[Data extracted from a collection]
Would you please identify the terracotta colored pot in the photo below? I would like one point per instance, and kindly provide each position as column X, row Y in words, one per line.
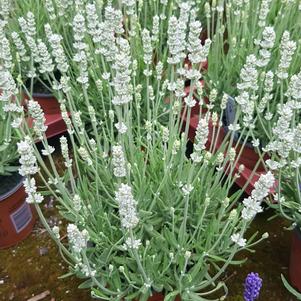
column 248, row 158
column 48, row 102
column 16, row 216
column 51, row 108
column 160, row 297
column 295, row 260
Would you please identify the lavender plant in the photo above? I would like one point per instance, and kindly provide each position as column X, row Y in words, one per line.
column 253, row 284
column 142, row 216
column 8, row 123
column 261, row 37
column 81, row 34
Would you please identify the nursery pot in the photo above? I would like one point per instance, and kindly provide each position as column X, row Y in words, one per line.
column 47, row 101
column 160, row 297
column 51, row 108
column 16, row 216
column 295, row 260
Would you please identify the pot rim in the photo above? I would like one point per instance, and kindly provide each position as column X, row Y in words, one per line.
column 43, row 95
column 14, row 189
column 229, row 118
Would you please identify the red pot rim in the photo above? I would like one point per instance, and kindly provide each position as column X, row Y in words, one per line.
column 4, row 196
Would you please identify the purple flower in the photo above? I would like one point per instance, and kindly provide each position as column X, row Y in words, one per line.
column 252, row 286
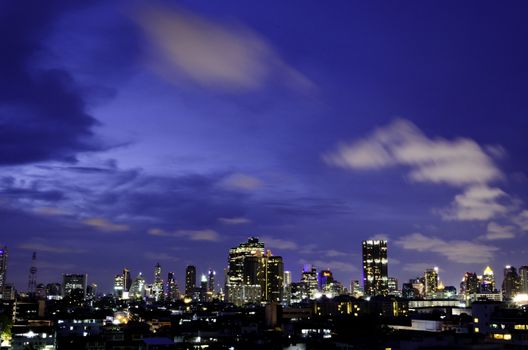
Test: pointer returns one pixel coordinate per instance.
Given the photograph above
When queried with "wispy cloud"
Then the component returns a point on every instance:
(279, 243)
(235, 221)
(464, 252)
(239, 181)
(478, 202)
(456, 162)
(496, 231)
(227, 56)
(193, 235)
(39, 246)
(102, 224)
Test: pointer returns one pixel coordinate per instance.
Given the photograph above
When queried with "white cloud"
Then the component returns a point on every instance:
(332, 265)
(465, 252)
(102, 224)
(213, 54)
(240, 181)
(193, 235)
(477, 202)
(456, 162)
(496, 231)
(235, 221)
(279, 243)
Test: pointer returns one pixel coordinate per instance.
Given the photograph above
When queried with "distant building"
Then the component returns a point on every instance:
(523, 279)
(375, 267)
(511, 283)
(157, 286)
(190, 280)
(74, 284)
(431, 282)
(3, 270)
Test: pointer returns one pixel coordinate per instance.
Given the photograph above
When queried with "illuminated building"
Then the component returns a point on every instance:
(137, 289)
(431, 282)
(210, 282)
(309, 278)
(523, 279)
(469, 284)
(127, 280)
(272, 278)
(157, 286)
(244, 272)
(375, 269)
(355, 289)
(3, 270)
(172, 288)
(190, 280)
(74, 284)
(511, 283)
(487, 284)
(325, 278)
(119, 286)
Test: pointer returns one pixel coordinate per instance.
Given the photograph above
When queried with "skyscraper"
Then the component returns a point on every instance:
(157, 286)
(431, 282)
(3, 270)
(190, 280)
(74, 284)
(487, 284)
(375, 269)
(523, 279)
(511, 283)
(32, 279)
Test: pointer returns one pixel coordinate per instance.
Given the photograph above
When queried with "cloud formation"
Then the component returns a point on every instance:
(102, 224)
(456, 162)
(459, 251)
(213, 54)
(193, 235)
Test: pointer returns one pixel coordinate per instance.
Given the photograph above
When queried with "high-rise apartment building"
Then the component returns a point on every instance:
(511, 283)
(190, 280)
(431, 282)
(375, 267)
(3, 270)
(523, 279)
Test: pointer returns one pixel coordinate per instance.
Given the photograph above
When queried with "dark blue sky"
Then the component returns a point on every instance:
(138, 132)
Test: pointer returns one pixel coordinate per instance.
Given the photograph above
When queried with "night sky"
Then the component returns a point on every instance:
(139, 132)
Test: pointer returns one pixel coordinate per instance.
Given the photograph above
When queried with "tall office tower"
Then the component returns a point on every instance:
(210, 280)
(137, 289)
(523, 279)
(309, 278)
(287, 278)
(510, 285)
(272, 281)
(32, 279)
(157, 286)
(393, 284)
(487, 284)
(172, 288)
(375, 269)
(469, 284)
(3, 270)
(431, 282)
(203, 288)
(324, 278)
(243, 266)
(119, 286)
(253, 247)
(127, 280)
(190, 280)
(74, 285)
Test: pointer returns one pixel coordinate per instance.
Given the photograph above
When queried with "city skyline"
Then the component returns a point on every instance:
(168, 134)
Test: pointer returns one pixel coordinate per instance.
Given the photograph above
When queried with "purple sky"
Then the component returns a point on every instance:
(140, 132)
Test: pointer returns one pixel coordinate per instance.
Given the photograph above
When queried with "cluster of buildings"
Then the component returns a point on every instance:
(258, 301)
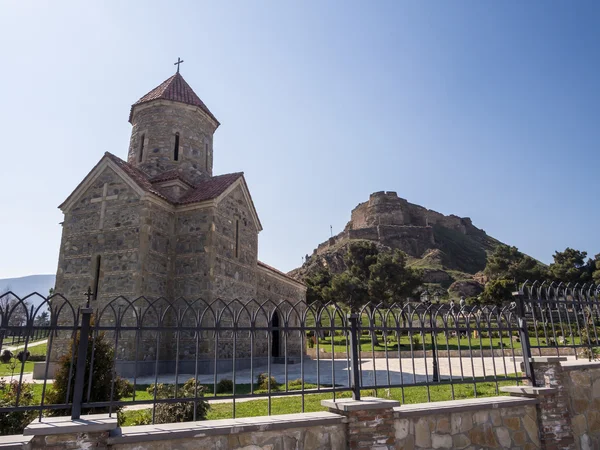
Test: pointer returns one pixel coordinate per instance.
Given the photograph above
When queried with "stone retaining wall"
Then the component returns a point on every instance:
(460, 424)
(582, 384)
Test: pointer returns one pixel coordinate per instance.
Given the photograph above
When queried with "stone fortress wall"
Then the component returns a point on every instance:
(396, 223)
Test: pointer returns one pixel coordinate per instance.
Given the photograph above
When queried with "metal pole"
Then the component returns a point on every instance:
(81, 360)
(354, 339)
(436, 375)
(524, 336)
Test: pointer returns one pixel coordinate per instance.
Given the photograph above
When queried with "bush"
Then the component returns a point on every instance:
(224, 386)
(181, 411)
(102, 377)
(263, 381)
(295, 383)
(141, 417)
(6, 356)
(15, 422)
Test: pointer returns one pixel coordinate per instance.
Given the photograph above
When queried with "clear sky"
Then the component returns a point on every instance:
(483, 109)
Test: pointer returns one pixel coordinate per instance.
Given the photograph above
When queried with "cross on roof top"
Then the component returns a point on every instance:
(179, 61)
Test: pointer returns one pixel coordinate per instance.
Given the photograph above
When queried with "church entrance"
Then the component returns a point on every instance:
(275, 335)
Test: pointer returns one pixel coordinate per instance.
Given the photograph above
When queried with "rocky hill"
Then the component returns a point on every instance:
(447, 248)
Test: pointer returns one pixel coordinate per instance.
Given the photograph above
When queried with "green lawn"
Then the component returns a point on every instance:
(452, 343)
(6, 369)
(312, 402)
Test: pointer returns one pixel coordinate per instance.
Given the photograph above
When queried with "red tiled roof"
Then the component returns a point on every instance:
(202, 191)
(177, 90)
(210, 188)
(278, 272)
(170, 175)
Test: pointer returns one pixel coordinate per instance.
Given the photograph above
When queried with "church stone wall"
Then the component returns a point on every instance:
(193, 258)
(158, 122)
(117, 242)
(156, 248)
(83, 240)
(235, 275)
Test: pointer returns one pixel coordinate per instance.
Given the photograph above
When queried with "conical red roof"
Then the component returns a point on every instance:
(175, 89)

---

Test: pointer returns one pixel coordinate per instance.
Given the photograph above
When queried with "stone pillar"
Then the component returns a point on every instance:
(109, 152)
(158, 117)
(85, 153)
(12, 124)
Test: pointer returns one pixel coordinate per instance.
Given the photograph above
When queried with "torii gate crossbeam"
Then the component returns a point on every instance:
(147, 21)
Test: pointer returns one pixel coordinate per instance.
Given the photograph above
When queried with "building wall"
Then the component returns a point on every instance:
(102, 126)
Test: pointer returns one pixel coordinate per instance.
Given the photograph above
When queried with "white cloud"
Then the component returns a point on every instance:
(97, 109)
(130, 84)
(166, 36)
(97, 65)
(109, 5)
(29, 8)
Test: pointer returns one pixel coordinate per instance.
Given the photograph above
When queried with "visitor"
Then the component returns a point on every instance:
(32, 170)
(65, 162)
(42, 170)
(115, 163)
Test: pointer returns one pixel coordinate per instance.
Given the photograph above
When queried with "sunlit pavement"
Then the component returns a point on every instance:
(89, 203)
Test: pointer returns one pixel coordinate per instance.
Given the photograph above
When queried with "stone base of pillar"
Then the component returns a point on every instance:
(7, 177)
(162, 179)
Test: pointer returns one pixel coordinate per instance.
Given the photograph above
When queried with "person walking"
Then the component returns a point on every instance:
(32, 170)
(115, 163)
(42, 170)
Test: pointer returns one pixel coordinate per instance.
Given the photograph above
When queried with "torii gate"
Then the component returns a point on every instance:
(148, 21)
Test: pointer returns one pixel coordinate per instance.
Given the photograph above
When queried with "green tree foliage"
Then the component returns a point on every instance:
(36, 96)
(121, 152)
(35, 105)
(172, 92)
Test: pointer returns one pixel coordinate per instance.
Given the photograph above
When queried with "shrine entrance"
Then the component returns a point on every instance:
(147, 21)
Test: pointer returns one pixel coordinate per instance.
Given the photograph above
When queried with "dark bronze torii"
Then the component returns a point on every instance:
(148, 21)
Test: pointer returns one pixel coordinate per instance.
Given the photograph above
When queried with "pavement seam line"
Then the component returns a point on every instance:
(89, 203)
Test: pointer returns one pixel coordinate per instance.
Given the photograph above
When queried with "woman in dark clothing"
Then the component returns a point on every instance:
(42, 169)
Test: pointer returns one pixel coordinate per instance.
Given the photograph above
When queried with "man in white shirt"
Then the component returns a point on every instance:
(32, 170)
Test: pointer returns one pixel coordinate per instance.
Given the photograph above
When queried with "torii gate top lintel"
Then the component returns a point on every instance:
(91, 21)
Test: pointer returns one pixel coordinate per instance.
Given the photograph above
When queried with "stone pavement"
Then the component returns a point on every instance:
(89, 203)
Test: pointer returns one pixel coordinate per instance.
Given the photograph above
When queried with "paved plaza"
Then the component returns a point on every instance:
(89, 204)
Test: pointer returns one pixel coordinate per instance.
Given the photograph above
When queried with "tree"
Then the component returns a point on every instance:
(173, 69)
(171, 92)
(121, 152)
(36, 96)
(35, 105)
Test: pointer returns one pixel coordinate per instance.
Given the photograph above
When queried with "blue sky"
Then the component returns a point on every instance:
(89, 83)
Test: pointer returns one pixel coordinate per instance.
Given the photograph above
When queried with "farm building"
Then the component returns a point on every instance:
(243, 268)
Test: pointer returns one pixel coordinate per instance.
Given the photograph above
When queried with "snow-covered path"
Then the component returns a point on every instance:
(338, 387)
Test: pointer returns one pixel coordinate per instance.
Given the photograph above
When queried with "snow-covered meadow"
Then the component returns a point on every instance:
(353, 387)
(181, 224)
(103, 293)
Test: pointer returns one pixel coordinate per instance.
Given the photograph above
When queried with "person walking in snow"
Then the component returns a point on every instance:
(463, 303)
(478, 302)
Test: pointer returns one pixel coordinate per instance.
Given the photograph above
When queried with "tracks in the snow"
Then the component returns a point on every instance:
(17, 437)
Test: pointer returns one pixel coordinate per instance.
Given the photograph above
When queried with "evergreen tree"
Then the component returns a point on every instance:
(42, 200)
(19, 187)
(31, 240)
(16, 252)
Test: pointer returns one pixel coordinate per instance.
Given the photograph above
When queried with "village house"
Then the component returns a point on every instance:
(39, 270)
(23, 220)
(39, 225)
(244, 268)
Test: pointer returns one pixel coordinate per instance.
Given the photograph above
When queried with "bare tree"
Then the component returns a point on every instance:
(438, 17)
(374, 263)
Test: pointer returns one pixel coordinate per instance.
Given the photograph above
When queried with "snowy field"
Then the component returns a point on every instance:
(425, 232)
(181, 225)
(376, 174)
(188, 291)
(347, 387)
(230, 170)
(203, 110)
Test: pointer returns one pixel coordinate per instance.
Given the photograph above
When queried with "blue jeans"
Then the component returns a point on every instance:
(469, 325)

--

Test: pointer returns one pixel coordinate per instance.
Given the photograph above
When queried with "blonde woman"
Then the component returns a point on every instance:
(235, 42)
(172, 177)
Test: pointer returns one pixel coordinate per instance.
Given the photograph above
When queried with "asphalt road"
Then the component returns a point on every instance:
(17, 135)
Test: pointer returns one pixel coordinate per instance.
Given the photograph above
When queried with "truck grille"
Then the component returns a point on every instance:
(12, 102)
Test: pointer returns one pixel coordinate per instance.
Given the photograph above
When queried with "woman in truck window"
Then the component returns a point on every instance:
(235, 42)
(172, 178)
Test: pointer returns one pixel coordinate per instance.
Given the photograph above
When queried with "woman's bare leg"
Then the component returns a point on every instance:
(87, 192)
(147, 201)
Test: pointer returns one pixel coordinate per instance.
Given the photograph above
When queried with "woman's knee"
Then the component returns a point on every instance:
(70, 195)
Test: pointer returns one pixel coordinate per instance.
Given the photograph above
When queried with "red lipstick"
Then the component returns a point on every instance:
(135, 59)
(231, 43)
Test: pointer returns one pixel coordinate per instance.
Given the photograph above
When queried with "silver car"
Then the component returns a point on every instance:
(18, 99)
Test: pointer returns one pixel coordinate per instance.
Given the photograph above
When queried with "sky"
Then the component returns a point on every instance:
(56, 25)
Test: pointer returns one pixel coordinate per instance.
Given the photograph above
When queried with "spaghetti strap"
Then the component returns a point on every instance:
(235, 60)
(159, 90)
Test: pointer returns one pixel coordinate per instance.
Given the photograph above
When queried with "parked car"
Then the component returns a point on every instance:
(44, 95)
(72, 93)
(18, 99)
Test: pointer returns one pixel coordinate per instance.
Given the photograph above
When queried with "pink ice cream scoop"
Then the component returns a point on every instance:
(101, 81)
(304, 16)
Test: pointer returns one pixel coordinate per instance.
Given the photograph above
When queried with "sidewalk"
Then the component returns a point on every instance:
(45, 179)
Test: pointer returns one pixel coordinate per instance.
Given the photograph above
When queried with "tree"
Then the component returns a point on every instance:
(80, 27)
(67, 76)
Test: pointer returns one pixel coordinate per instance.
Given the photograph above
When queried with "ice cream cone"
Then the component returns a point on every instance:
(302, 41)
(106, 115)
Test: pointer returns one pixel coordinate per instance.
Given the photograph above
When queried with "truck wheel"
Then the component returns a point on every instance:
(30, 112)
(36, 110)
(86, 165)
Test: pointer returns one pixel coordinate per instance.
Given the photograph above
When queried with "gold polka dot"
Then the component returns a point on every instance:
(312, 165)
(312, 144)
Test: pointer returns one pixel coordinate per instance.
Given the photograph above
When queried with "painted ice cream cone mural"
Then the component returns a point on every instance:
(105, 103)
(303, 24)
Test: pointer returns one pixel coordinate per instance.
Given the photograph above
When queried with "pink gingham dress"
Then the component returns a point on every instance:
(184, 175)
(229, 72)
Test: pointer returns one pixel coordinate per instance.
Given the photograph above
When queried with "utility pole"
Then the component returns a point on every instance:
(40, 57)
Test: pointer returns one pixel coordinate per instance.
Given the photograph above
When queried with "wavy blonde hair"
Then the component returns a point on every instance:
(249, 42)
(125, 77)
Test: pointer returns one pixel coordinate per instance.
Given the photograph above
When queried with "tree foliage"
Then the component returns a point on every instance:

▶ [PROBLEM TO SOLVE] In the records above, find every line that contains the word "walking" and copy it.

▶ [TASK RESULT]
When queried with "person walking"
When queried with "person walking in snow"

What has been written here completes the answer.